• Exercise prompt: Each record below needs to be written out exactly as it appears.

• Data in this exercise:
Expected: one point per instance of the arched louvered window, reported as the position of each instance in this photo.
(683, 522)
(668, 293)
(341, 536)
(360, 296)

• Your solution:
Expected: one point per instance of the arched louvered window, reported as the position of each instance in this photo.
(683, 522)
(668, 293)
(341, 536)
(360, 296)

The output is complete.